:: CHALLENGES ::
1 – Copy the steam railway passage from "Recently I made" up to and including "locomotives? Read more...", changing "locomotives" to "trains" throughout.
2 – In its last question, which three words does the steam railway passage use to describe electric locomotives?
───── SOURCE EXTRACT ─────
Recently I made a visit to the Bluebell Railway in Sussex, and have been pondering ever since on the atmosphere I felt there. The age of steam travel is often now pictured as a lost age of romance. Brief encounters between proper people on smoky platforms; locomotives alive with power, burbling and breathing before pulling away from a platform in a kind of long explosion. Unlike modern locomotives the power and vitality of a steam engine is so apparent, pouring out at the funnel, around the wheels, at every seam and joint. Watching a steam engine pull away from a platform it is easy to see how such vibrant machines could have been thought of in human terms. So why do steam engines give rise to these feelings? What makes them so different to nice quiet, clean electric locomotives? Read more...
───── DATA EXTRACT ─────
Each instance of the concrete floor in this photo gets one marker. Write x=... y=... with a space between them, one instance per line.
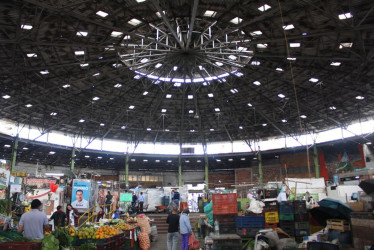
x=161 y=243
─────
:: RESULTS FOR THE EXERCISE ::
1 –
Recently I made a visit to the Bluebell Railway in Sussex, and have been pondering ever since on the atmosphere I felt there. The age of steam travel is often now pictured as a lost age of romance. Brief encounters between proper people on smoky platforms; trains alive with power, burbling and breathing before pulling away from a platform in a kind of long explosion. Unlike modern trains the power and vitality of a steam engine is so apparent, pouring out at the funnel, around the wheels, at every seam and joint. Watching a steam engine pull away from a platform it is easy to see how such vibrant machines could have been thought of in human terms. So why do steam engines give rise to these feelings? What makes them so different to nice quiet, clean electric trains? Read more...

2 – nice, quiet, clean